◆ **Objetivo de la tarea**: Copia completo y sin cambiar nada el texto de abajo sobre Brand y el fósforo blanco.

◆ **Sección del documento**:
☆ ☆ ☆ ☆ ☆ ☆ ☆

Brand, en su fervor por encontrar el dorado secreto, cree firmemente que la orina humana, con su peculiar color amarillento puede ser la clave. Por ese motivo recolecta cantidades industriales de este «líquido dorado» para luego hervirlas, destilarlas y someterlas a toda clase de procesos en un auténtico festival olfativo.
En sus experimentos ha notado algo peculiar: al evaporar toda esa materia prima, queda un residuo blanco y ceroso. Y es aquí donde la serendipia, esa musa traviesa de la ciencia, decide hacer acto de presencia.
El fósforo blanco que iluminó la oscuridad
Un día, ese residuo, que Brand seguramente consideraba un subproducto fallido de su grandiosa búsqueda, se encendió espontáneamente al contacto con el aire, emitiendo una luz fantasmagórica.

☆ ☆ ☆ ☆ ☆ ☆ ☆

Registros guardados:
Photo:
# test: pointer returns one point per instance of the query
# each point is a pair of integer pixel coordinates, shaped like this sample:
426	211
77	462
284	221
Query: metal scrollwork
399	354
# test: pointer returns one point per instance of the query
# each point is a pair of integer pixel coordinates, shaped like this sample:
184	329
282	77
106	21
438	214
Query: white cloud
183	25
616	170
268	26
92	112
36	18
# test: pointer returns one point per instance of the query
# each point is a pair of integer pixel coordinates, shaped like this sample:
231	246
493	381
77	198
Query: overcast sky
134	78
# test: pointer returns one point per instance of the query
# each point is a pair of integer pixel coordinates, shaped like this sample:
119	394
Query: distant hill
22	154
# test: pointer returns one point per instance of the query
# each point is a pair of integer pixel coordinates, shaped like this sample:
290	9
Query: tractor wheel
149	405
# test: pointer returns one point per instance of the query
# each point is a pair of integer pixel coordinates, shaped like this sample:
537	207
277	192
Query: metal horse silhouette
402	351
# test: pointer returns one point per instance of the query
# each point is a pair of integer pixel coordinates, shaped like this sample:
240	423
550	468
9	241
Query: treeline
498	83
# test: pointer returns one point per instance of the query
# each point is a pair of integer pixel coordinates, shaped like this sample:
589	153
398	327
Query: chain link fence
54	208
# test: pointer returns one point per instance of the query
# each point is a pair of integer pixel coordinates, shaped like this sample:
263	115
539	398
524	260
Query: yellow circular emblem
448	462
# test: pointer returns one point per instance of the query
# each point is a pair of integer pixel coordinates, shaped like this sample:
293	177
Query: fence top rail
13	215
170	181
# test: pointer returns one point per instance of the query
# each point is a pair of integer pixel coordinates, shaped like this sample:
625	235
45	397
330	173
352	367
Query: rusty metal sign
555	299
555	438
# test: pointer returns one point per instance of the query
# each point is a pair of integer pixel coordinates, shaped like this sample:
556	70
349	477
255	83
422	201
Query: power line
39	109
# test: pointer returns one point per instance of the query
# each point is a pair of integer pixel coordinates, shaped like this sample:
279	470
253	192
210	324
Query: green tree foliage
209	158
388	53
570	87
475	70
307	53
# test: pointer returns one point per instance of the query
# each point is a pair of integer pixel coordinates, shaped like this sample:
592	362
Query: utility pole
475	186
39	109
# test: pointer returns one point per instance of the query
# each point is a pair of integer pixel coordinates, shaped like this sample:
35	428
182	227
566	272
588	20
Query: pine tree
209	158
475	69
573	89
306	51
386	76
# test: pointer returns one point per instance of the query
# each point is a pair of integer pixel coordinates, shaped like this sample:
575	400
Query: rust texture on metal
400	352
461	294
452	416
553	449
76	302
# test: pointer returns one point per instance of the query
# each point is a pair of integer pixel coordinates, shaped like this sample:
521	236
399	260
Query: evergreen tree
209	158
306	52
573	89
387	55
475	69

☆ ☆ ☆ ☆ ☆ ☆ ☆

◆ **Solución del problema**:
Brand, en su fervor por encontrar el dorado secreto, cree firmemente que la orina humana, con su peculiar color amarillento puede ser la clave. Por ese motivo recolecta cantidades industriales de este «líquido dorado» para luego hervirlas, destilarlas y someterlas a toda clase de procesos en un auténtico festival olfativo.
En sus experimentos ha notado algo peculiar: al evaporar toda esa materia prima, queda un residuo blanco y ceroso. Y es aquí donde la serendipia, esa musa traviesa de la ciencia, decide hacer acto de presencia.
El fósforo blanco que iluminó la oscuridad
Un día, ese residuo, que Brand seguramente consideraba un subproducto fallido de su grandiosa búsqueda, se encendió espontáneamente al contacto con el aire, emitiendo una luz fantasmagórica.